*Work instructions*
Return every line of the data below that includes the string "stone".

*Material for the task*
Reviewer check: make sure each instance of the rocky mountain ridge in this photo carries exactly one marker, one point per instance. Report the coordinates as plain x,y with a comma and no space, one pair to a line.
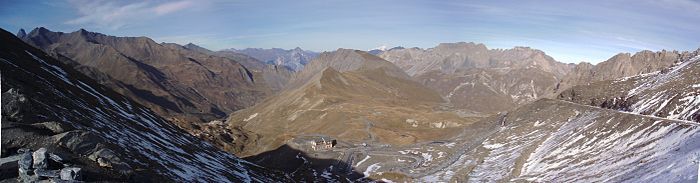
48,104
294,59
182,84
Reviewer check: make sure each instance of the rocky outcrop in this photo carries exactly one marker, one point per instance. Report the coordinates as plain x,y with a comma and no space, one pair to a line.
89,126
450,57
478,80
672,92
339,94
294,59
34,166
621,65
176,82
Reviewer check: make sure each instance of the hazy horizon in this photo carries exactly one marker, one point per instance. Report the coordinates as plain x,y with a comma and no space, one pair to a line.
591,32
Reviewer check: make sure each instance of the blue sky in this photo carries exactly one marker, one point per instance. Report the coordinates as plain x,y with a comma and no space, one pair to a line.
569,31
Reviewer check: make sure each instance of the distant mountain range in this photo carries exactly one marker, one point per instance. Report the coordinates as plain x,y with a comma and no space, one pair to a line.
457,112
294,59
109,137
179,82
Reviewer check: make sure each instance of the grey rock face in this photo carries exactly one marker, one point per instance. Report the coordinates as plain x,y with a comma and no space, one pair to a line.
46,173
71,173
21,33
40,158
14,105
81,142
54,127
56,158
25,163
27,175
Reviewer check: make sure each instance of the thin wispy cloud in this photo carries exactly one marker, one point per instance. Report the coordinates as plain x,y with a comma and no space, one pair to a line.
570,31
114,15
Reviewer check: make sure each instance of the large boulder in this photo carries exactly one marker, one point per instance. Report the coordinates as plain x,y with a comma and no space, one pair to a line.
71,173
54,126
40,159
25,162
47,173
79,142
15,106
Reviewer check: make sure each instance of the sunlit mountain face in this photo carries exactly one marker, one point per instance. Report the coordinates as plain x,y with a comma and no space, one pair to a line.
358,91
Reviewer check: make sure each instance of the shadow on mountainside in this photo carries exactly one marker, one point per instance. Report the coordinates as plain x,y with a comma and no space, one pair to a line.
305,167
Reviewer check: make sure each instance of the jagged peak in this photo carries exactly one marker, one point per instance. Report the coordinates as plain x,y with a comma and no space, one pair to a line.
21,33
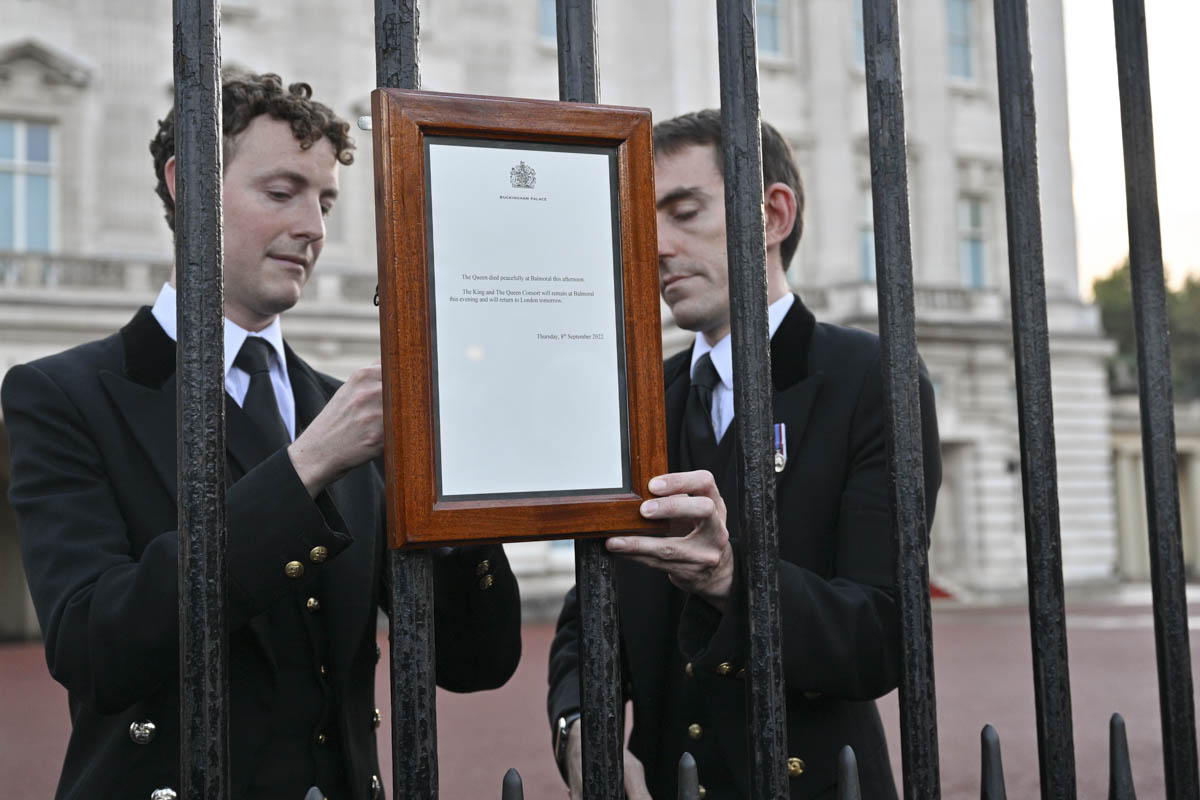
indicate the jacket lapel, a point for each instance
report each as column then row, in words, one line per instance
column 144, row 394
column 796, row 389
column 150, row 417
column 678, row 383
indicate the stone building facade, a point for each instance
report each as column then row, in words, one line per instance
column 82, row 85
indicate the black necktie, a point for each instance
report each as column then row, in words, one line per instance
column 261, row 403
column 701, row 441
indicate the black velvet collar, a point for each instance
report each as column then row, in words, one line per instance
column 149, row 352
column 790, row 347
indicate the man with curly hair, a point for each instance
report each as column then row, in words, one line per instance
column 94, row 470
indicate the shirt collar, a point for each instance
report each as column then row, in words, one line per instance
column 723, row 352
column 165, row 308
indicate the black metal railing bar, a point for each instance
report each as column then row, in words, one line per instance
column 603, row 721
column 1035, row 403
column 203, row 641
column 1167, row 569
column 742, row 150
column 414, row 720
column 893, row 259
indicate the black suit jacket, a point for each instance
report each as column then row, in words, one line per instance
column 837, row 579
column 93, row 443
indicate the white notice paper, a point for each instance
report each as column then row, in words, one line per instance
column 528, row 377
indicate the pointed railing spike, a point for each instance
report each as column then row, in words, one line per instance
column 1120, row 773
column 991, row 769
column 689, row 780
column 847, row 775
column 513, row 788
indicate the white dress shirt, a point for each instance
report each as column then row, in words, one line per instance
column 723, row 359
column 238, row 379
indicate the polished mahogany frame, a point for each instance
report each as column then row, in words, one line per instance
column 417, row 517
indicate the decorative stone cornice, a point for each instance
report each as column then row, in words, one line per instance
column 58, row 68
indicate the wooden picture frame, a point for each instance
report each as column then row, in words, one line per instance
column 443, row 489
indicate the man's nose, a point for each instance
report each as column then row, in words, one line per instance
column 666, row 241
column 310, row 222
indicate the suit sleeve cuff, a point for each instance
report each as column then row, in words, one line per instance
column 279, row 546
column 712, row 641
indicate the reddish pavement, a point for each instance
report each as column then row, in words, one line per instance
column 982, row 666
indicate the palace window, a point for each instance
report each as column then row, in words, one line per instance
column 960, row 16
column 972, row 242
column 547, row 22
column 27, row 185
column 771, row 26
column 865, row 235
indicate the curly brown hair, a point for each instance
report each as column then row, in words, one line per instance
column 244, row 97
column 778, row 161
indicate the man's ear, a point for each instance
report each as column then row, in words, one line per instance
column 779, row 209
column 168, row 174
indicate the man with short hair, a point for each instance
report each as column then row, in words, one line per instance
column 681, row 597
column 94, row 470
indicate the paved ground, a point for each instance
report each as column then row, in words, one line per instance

*Result below*
indicate the stone building facade, a point for each instance
indicate the decorative stone cornice, a point for each instance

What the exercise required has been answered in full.